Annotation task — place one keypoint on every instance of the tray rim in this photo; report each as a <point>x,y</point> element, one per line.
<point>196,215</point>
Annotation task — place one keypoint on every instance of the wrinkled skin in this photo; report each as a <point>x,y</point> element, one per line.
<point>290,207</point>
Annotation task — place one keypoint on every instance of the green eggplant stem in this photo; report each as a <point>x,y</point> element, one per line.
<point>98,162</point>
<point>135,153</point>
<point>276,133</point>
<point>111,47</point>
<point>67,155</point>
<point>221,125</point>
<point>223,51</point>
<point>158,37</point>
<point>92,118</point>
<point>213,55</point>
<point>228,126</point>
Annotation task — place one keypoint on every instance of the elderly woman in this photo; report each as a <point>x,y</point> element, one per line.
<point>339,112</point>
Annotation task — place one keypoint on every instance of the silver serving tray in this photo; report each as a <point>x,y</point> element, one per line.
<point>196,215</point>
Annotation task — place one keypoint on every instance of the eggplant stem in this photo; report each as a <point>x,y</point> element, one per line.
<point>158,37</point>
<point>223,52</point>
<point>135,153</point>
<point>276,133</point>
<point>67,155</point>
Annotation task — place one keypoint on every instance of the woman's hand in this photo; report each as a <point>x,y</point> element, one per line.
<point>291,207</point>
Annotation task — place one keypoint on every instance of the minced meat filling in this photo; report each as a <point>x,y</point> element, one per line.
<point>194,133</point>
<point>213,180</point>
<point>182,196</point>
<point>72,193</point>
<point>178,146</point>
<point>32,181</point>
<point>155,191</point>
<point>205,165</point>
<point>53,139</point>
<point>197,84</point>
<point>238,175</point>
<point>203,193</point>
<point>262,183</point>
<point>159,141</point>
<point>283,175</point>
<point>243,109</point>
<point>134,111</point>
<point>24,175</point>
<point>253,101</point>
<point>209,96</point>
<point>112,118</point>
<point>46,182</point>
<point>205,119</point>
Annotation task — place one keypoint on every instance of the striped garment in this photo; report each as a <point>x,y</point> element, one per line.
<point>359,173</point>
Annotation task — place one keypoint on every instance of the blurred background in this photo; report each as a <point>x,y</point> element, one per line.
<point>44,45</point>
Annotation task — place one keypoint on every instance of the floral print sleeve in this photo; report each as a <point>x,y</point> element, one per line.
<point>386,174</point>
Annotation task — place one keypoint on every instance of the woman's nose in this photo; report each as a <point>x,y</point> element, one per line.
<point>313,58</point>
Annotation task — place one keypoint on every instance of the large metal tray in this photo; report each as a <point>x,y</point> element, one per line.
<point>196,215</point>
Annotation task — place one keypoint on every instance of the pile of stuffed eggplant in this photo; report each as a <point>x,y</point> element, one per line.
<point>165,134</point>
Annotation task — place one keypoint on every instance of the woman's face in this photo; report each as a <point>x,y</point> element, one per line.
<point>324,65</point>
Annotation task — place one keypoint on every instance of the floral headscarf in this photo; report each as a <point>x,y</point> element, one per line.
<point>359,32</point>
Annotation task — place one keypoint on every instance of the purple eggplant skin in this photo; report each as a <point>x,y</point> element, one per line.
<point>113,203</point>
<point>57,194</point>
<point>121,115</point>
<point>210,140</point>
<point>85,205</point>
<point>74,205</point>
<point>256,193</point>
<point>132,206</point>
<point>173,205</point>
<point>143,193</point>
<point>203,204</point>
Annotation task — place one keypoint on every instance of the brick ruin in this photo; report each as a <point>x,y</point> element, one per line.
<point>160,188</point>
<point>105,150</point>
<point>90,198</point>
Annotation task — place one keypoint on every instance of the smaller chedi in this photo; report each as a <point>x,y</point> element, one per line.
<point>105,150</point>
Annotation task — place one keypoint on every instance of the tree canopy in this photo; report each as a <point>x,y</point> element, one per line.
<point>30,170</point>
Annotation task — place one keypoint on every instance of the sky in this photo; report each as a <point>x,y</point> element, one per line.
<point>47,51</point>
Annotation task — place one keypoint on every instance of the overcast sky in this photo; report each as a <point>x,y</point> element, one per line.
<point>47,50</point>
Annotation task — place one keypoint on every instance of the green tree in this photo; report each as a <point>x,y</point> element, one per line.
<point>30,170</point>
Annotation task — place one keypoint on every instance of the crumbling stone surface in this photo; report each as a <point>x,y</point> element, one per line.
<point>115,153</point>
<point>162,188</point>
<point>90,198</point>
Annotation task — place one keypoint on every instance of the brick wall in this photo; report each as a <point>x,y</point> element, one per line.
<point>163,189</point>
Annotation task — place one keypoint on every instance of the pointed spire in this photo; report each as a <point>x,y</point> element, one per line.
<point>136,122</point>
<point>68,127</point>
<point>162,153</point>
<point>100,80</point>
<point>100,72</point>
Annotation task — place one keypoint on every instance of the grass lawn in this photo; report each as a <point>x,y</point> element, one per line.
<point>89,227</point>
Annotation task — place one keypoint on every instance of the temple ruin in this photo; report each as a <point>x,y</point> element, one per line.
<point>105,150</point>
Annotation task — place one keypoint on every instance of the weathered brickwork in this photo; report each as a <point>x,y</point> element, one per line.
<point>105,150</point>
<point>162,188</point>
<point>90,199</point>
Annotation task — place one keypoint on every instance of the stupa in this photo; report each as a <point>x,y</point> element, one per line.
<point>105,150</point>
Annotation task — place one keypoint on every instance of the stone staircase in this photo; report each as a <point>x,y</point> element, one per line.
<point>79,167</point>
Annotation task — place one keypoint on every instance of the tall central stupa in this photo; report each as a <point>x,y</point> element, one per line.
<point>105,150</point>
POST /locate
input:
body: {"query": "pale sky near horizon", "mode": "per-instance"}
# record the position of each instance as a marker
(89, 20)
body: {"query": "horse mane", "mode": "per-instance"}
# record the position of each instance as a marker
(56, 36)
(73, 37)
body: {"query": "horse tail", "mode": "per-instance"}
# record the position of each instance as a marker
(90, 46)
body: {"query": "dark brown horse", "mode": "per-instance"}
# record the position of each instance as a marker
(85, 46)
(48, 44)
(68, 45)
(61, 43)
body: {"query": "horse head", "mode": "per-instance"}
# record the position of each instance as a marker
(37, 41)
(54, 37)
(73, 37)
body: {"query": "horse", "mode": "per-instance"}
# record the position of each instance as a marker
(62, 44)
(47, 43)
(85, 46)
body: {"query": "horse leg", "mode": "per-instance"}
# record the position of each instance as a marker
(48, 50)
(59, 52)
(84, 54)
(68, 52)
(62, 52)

+++

Would you output the material above once more, exactly as given?

Annotation task — place one keypoint on every instance of the tray rim in this photo; report each as a <point>x,y</point> element, one per line.
<point>196,215</point>
Annotation task — place one keypoint on every instance of the wrinkled skin in this photo; report each as a <point>x,y</point> element, one per line.
<point>290,207</point>
Annotation task — place one keypoint on every instance of the green eggplant stem in this photo; report each as a <point>x,y</point> element, one per line.
<point>98,162</point>
<point>135,153</point>
<point>276,133</point>
<point>111,47</point>
<point>67,155</point>
<point>221,125</point>
<point>223,51</point>
<point>158,37</point>
<point>92,118</point>
<point>213,55</point>
<point>228,126</point>
Annotation task — place one keypoint on every instance of the elderly woman in this photo; report each as a <point>x,y</point> element, one per line.
<point>339,112</point>
Annotation task — place one keypoint on every instance of the silver serving tray in this photo; report each as a <point>x,y</point> element, one per line.
<point>196,215</point>
Annotation task — place one keypoint on every instance of the eggplant stem in this photo; report each as a <point>x,y</point> element, one per line.
<point>158,37</point>
<point>223,52</point>
<point>135,153</point>
<point>276,133</point>
<point>67,155</point>
Annotation task — place one keypoint on every instance of the woman's hand in this photo; report each as a <point>x,y</point> element, one per line.
<point>291,207</point>
Annotation task — place one keypoint on every instance of the minced meat filling in this photo; report each as a <point>x,y</point> element, one per line.
<point>194,133</point>
<point>213,180</point>
<point>182,196</point>
<point>72,193</point>
<point>178,146</point>
<point>32,181</point>
<point>155,191</point>
<point>205,165</point>
<point>53,139</point>
<point>197,84</point>
<point>238,175</point>
<point>203,193</point>
<point>262,183</point>
<point>159,141</point>
<point>283,175</point>
<point>243,109</point>
<point>134,111</point>
<point>24,175</point>
<point>253,101</point>
<point>209,96</point>
<point>112,118</point>
<point>46,182</point>
<point>205,119</point>
Annotation task — place one keypoint on every instance of the striped garment in this photo; report each as a <point>x,y</point> element, one per line.
<point>359,173</point>
Annotation task — place one keypoint on every instance of the blurred background in this photo; report each as a <point>x,y</point> element, one per line.
<point>44,45</point>
Annotation task — place one keypoint on every instance of the floral print sleeve in this photo; report each as a <point>x,y</point> element, one per line.
<point>386,174</point>
Annotation task — place one keypoint on every instance of the woman's nose in this photo; report each as a <point>x,y</point> element, one per line.
<point>313,58</point>
Annotation task — place one keypoint on every instance of the large metal tray in this photo; report each as a <point>x,y</point> element, one per line.
<point>196,215</point>
Annotation task — place one keypoint on every instance of the pile of stuffed eggplant in this photo; report each as a <point>x,y</point> element, one per line.
<point>165,134</point>
Annotation task — place one keypoint on every instance of the woman's face in this photo; report each as a <point>x,y</point> element, one per line.
<point>324,65</point>
Annotation task — place one keypoint on every instance of the floral headscarf in this photo; report each as a <point>x,y</point> element, one per line.
<point>359,32</point>
Annotation task — place one keypoint on every instance of the purple eggplant skin in this photo; report each as a <point>x,y</point> element, one per line.
<point>113,203</point>
<point>57,194</point>
<point>121,115</point>
<point>210,140</point>
<point>85,205</point>
<point>74,205</point>
<point>256,193</point>
<point>132,206</point>
<point>173,205</point>
<point>143,193</point>
<point>203,204</point>
Annotation task — place one keypoint on every instance of the brick ruin in this photo; report each as a <point>x,y</point> element, one per line.
<point>160,188</point>
<point>105,150</point>
<point>90,198</point>
Annotation task — place one keypoint on every instance of the smaller chedi in this photo; report each as a <point>x,y</point> element, one per line.
<point>105,150</point>
Annotation task — place one keypoint on every instance of the tree canopy in this photo; report each as a <point>x,y</point> element, one per line.
<point>30,170</point>
Annotation task — place one keypoint on every instance of the sky in this photo; report each as a <point>x,y</point> element, one per line.
<point>47,51</point>
Annotation task — place one keypoint on every instance of the overcast sky in this photo; report each as a <point>x,y</point> element, one per line.
<point>47,50</point>
Annotation task — place one keypoint on every instance of the green tree in this photo; report each as a <point>x,y</point> element, one per line.
<point>30,170</point>
Annotation task — place one keypoint on every instance of the crumbling stone surface in this photo; report each as a <point>x,y</point> element, one per line.
<point>115,153</point>
<point>162,188</point>
<point>90,198</point>
Annotation task — place one keypoint on every instance of the brick wall in this photo; report each as a <point>x,y</point> element, one per line.
<point>163,189</point>
Annotation task — place one keypoint on every instance of the pointed spire in this photo; report each as a <point>x,y</point> element, one per line.
<point>136,122</point>
<point>68,127</point>
<point>162,153</point>
<point>100,80</point>
<point>100,72</point>
Annotation task — place one keypoint on every instance of the grass lawn in this photo; report each as a <point>x,y</point> element, one per line.
<point>89,227</point>
Annotation task — place one keypoint on every instance of the temple ruin in this photo; report each as a <point>x,y</point> element, one per line.
<point>105,150</point>
Annotation task — place one keypoint on every instance of the weathered brickwork in this photo; report each as a <point>x,y</point> element, one per line.
<point>105,150</point>
<point>162,188</point>
<point>90,199</point>
Annotation task — place one keypoint on every instance of the stupa in this photo; report each as a <point>x,y</point> element, one per line.
<point>105,150</point>
Annotation task — place one keypoint on every instance of the stone staircase in this photo; report each as a <point>x,y</point> element, one per line.
<point>79,167</point>
Annotation task — place one keypoint on every instance of the tall central stupa in this photo; report each as a <point>x,y</point> element, one per line.
<point>105,150</point>
POST /locate
input:
body: {"query": "pale sky near horizon", "mode": "per-instance"}
# record the position of each instance as a marker
(89, 20)
body: {"query": "horse mane", "mode": "per-instance"}
# record the position of each instance as a marker
(56, 36)
(73, 37)
body: {"query": "horse tail", "mode": "per-instance"}
# record the position of each instance as a marker
(90, 46)
body: {"query": "dark brown horse", "mode": "per-instance"}
# record the position of each instance as a marker
(85, 46)
(48, 44)
(68, 45)
(61, 43)
body: {"query": "horse head", "mode": "per-instance"}
# record the position of each instance as a marker
(37, 41)
(54, 37)
(73, 37)
body: {"query": "horse", "mode": "per-instance"}
# record the position of each instance as a marker
(62, 44)
(47, 43)
(85, 46)
body: {"query": "horse leg", "mode": "per-instance"}
# record the position of each instance as a marker
(48, 50)
(59, 52)
(84, 54)
(68, 52)
(62, 52)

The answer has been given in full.